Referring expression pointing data
◇ ◇ ◇ ◇

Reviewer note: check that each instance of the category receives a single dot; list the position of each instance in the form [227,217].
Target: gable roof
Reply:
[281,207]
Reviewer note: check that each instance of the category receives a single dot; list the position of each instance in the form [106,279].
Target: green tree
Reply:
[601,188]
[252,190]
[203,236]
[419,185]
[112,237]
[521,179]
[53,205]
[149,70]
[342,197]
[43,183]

◇ ◇ ◇ ◇

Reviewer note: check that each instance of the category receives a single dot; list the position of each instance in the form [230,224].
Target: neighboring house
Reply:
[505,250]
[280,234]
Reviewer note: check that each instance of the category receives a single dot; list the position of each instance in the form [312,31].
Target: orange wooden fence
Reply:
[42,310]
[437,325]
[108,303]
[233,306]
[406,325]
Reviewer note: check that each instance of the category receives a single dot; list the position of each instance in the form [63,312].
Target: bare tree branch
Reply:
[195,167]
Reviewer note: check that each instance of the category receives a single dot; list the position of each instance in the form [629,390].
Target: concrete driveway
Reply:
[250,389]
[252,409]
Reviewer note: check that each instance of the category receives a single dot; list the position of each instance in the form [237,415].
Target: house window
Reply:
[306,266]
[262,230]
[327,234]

◇ ◇ ◇ ◇

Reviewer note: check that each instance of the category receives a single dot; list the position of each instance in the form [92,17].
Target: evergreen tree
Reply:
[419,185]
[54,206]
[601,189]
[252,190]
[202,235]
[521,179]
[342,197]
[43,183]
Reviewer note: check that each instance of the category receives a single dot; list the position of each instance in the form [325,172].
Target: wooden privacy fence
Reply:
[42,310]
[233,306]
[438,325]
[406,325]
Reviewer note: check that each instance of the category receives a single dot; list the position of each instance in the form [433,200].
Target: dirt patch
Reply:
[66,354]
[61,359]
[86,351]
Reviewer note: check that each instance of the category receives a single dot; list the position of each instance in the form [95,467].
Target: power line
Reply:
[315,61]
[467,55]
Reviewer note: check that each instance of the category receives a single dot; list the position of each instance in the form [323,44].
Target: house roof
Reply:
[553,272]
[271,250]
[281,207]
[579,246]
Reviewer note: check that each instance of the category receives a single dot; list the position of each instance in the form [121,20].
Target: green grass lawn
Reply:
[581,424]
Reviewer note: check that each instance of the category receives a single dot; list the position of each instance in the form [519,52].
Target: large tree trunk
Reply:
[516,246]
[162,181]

◇ ◇ ◇ ◇

The expected output is one number, the tally of lines above containing "wooden".

EXERCISE OUTPUT:
2